------ TASK DATA ------

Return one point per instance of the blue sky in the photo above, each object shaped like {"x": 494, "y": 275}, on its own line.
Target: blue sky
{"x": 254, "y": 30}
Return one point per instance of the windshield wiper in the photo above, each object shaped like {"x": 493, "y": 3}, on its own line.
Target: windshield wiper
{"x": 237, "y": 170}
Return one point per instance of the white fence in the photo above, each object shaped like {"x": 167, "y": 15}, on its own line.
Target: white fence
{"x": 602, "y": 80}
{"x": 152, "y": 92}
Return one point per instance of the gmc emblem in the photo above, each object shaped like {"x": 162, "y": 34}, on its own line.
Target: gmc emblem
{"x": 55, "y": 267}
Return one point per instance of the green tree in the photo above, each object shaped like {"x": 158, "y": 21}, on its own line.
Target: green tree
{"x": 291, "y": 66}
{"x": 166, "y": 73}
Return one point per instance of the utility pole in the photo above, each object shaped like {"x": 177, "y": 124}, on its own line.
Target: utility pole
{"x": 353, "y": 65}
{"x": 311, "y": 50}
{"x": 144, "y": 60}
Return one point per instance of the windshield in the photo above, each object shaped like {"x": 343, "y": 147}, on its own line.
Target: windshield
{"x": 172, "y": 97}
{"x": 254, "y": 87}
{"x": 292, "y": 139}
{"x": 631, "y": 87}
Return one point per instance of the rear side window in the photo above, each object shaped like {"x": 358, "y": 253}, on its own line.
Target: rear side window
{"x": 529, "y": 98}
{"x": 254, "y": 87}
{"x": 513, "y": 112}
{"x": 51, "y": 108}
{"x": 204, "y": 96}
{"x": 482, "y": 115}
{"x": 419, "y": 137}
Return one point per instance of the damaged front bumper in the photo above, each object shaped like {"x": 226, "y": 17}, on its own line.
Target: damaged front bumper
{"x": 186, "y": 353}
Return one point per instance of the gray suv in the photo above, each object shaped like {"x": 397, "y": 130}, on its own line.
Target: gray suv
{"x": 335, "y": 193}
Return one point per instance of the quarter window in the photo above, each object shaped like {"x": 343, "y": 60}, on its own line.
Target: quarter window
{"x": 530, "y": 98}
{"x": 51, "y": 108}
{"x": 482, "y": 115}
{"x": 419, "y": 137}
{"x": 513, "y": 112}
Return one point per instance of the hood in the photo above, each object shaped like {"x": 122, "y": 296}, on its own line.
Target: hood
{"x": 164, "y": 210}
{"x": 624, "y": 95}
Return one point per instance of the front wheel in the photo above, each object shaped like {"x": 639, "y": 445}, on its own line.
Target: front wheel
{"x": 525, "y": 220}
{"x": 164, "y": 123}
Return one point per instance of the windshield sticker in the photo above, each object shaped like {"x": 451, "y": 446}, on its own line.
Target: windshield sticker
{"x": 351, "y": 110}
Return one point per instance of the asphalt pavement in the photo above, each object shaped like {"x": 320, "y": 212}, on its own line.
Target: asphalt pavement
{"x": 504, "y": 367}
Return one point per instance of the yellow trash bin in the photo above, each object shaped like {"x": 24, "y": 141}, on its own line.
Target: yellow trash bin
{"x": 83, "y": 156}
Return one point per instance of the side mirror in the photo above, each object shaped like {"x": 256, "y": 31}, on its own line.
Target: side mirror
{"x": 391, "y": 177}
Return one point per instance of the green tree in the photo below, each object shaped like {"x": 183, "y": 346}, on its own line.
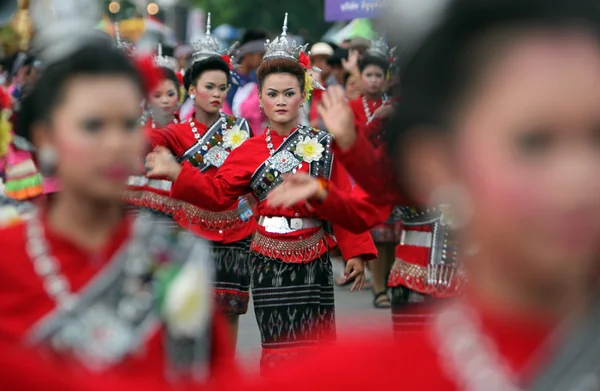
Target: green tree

------

**THE PROBLEM**
Put the lines above into a numbered list, leaving out blank lines and the pictures.

**RESULT OF THIS EXERCISE**
1. Return one point per instance of the blue sky in the photo above, each object shaped like {"x": 494, "y": 275}, on its own line.
2. Target: blue sky
3. {"x": 254, "y": 30}
4. Return one point per instance of the windshield wiper in the photo above, each object shaped like {"x": 493, "y": 3}, on its own line.
5. Target: windshield wiper
6. {"x": 237, "y": 170}
7. Return one point per instance of the white fence in the photo above, each object shaped like {"x": 167, "y": 15}, on its own line.
8. Target: white fence
9. {"x": 602, "y": 80}
10. {"x": 152, "y": 92}
11. Return one point per instance of the gmc emblem in the photo above, each object shaped like {"x": 162, "y": 34}, on its own line.
12. Target: gmc emblem
13. {"x": 55, "y": 267}
14. Return one point per instance of the green tree in the photo above, each object shaped like {"x": 158, "y": 21}, on its own line.
15. Target: green tree
16. {"x": 291, "y": 66}
17. {"x": 166, "y": 73}
18. Return one point per instance of the utility pole in the photo above, each object shaped like {"x": 177, "y": 124}, on its own line.
19. Target: utility pole
20. {"x": 353, "y": 65}
21. {"x": 311, "y": 50}
22. {"x": 144, "y": 60}
23. Return one point per instance of the windshield in the photo above, each object shaped like {"x": 343, "y": 147}, on its own line.
24. Target: windshield
25. {"x": 172, "y": 97}
26. {"x": 254, "y": 87}
27. {"x": 292, "y": 139}
28. {"x": 631, "y": 87}
29. Return one point per instance of the rear side window in the photo above, each object shaped like {"x": 358, "y": 253}, on its own line.
30. Target: rear side window
31. {"x": 529, "y": 98}
32. {"x": 254, "y": 87}
33. {"x": 513, "y": 112}
34. {"x": 51, "y": 108}
35. {"x": 204, "y": 96}
36. {"x": 482, "y": 115}
37. {"x": 419, "y": 137}
38. Return one point per instance of the damaged front bumper in the photo above, each object shaped like {"x": 226, "y": 17}, on its own line.
39. Target: damaged front bumper
40. {"x": 186, "y": 353}
41. Return one point per instance of the gray suv in the photo above, each object shaped like {"x": 397, "y": 130}, on its own line.
42. Target: gray suv
43. {"x": 335, "y": 193}
44. Return one point per instance of the quarter window in the photo above, each object shaped like {"x": 343, "y": 60}, on its own line.
45. Target: quarter window
46. {"x": 530, "y": 98}
47. {"x": 51, "y": 108}
48. {"x": 482, "y": 115}
49. {"x": 419, "y": 137}
50. {"x": 513, "y": 112}
51. Return one point per instance of the hood in the photo above, each object shaped like {"x": 122, "y": 296}, on its own line.
52. Target: hood
53. {"x": 164, "y": 210}
54. {"x": 624, "y": 95}
55. Return one point per instance of the front wheel in the photo above, each object shaped like {"x": 639, "y": 445}, on its own line.
56. Target: front wheel
57. {"x": 525, "y": 220}
58. {"x": 164, "y": 123}
59. Return one point per instance of the windshield sticker in the photo above, each object shaped like {"x": 451, "y": 446}, on its own line.
60. Target: windshield sticker
61. {"x": 351, "y": 110}
62. Return one point per instance of the asphalt pavement in the photo above, each object shaped like {"x": 320, "y": 212}, on its own line.
63. Target: asphalt pavement
64. {"x": 504, "y": 367}
65. Return one point per instance of the yellow trash bin in the photo above, each object shaped like {"x": 24, "y": 141}, on its own line.
66. Target: yellow trash bin
67. {"x": 83, "y": 156}
68. Return one point per instance of the side mirror in the photo above, each object shaped like {"x": 256, "y": 31}, on its own line.
69. Target: side mirror
70. {"x": 391, "y": 177}
71. Return one point per instance of the green tree in the photo below, each object shaped like {"x": 183, "y": 346}, on its own line.
72. Target: green tree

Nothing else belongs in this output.